- [Exercício proposto 1]: Copie novamente, linha por linha e sem alterações, as entradas que aparecem depois do artigo. Deixe as imagens fora da resposta.

- [Artigo]:
Meu interesse neste post é, além de complexificar o problema, refletir sobre o quão exigente a democracia representativa pode ser no que se refere à opinião quando consideramos que esse regime se ancora em certa episteme, em certa articulação entre enunciação e verdade, a qual informaria um ethos democrático. Isso não é necessariamente evidente ou trivial. Eu pelo menos só me dei conta da dimensão epistêmica da democracia quando, analisando o caso Maurício, percebi que a reação às postagens feitas pelo jogador a título de retratação, nas quais ele se desculpava por eventualmente ter ofendido alguém mas reiterava seu juízo acerca do beijo homossexual, acirraram os ânimos, em vez de acalmá-los.
No esforço por entender o problema, analisando as reações em mídias sociais e outras, ficou claro que, para parte da audiência, uma retratação supunha que Maurício refletisse sobre o que tinha dito, percebesse o preconceito em sua postagem e mudasse de entendimento quanto ao desenho. Quando ele se mostrou indisposto a se manifestar diferentemente, a pressão sobre o Minas Tênis Clube e as empresas patrocinadoras pelo seu desligamento aumentou.
O caso faz pensar que é suficientemente compartilhado o entendimento de que, em uma democracia, o termo “opinião” designa uma enunciação refletida, uma enunciação sobre a qual se pensou a partir do que compartilham aqueles com que interagimos presencialmente ou por meios de comunicação. Essa prática de refletir sobre o que pomos no mundo e o que outros conhecidos ou desconhecidos nos apresentam pode ser um pressuposto do que se entende por opinião na democracia representativa, e ele mesmo supõe abertura e disposição para tornar o pensamento uma prática constante. No limite do argumento, a democracia, como a entendemos na atualidade, supõe refletirmos tanto sobre o que nos chega quanto sobre o que pomos em circulação.

- [Exercício proposto 2]: Segundo o artigo, sobre quem aumentou a pressão pelo desligamento de Maurício quando ele não quis se manifestar de outra forma?

- [Dados do exercício]:
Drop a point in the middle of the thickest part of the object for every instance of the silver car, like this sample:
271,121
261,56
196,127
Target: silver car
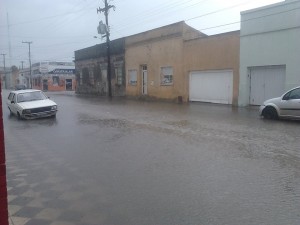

- [Resposta do exercício 1]:
Drop a point in the middle of the thickest part of the object for every instance of the silver car, like this sample:
271,121
261,56
196,127
Target: silver car

- [Resposta do exercício 2]: Sobre o Minas Tênis Clube e as empresas patrocinadoras.